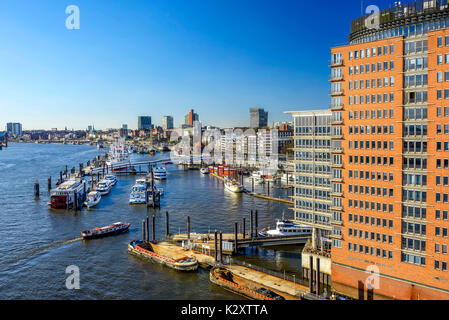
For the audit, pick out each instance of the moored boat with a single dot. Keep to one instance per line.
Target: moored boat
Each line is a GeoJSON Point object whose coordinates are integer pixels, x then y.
{"type": "Point", "coordinates": [233, 186]}
{"type": "Point", "coordinates": [116, 228]}
{"type": "Point", "coordinates": [93, 199]}
{"type": "Point", "coordinates": [160, 173]}
{"type": "Point", "coordinates": [151, 251]}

○ ○ ○ ○ ○

● GIVEN EXERCISE: Render the lines above as a JSON list of strings, one string per line, with blank lines skipped and the picture left out.

● ANSWER IN FULL:
[
  "For the audit, pick out each instance of the moored boat with a single dot. Keep to one instance per line.",
  "Target: moored boat",
  "Each line is a GeoJSON Point object whose coordinates are integer pixels, x then y.",
  "{\"type\": \"Point\", \"coordinates\": [233, 186]}",
  "{\"type\": \"Point\", \"coordinates\": [116, 228]}",
  "{\"type\": \"Point\", \"coordinates\": [93, 199]}",
  "{\"type\": \"Point\", \"coordinates\": [160, 173]}",
  "{\"type\": \"Point\", \"coordinates\": [151, 251]}"
]